Rewrite the entries from the line containing "Mark a point on every instance of the cardboard" through the end of the entries, swapping "shelving unit" for "bookcase" and leaving everything else untouched.

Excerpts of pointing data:
= = = = = = =
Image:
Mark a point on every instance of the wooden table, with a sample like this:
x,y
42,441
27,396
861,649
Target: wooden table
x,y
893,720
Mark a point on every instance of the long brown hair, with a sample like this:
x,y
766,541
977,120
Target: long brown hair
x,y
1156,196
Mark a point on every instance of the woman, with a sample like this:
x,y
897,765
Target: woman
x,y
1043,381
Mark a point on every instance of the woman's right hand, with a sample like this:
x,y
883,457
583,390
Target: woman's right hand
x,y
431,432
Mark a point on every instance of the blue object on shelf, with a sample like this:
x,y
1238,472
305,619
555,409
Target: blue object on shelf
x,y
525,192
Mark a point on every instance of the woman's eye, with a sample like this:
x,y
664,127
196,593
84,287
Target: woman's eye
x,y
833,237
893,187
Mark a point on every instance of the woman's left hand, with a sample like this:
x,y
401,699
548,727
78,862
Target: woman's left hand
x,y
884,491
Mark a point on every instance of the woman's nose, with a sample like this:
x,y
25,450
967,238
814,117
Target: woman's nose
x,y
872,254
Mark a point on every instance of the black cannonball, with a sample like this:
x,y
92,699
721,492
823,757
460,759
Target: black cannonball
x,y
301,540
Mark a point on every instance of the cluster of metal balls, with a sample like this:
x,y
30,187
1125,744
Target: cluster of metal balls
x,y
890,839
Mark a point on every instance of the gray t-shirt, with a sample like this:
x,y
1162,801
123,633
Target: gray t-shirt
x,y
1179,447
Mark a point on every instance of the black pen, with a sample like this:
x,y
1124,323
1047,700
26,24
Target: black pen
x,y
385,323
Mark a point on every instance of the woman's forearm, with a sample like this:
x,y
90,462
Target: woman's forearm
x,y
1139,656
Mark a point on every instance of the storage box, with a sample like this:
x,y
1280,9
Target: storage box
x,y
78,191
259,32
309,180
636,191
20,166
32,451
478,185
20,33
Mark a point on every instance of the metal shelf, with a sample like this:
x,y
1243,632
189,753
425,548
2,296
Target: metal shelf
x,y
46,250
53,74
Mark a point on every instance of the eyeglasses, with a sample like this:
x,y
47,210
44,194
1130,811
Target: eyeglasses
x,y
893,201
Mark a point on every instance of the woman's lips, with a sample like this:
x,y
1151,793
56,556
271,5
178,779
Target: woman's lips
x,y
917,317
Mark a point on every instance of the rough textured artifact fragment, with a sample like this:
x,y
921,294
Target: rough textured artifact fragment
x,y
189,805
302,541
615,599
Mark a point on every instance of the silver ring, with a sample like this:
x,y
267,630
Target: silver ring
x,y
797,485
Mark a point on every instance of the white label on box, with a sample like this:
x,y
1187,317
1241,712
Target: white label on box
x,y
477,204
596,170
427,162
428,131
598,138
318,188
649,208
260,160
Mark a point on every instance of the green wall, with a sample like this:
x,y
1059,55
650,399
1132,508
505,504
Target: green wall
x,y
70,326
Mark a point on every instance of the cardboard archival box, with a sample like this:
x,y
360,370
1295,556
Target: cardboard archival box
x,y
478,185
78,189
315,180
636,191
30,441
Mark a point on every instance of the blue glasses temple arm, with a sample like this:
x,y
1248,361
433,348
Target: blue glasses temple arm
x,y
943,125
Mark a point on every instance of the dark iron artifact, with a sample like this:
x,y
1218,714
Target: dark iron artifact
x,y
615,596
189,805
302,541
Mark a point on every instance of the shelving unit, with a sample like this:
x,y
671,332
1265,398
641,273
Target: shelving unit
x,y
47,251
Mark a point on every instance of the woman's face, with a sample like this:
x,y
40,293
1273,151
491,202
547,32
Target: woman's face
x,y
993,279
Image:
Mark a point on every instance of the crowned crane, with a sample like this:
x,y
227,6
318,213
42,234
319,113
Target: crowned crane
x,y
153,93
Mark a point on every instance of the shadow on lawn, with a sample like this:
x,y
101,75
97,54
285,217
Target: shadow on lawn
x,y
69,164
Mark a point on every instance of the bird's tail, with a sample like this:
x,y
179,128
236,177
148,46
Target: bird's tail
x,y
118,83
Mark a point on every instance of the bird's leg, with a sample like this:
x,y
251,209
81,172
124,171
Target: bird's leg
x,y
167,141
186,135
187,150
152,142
= = = = = = =
- The result:
Mark a point on every instance of the cardboard archival box, with a sample like this:
x,y
360,370
1295,556
Target: cardboard archival box
x,y
478,185
78,189
315,180
636,191
30,441
Mark a point on every instance of the blue glasses temple arm, with a sample like this:
x,y
1248,361
433,348
Target: blue glasses temple arm
x,y
943,125
Mark a point on every instance of the dark iron artifact, with a sample like this:
x,y
1218,714
Target: dark iron artifact
x,y
615,596
189,805
302,541
Mark a point on every instance of the bookcase, with a sample like this:
x,y
671,332
1265,398
641,273
Target: bookcase
x,y
47,251
Mark a point on every instance of the woman's face, with a sample like this:
x,y
40,293
1273,151
491,202
547,32
Target: woman's face
x,y
993,279
Image:
Mark a point on every instance of the crowned crane, with a sample like this:
x,y
227,6
318,213
42,234
319,113
Target: crowned crane
x,y
153,93
Mark a point on every instance of the shadow on lawn, with a sample like this:
x,y
101,75
97,54
285,217
Target: shadow on lawn
x,y
69,164
Mark a point on every instance of the bird's tail, with a sample like this:
x,y
179,128
236,177
148,46
Target: bird's tail
x,y
118,83
Mark a point on every instance of the bird's leg, with a sample like this:
x,y
251,209
81,172
124,171
Target: bird's leg
x,y
167,141
186,135
187,150
152,142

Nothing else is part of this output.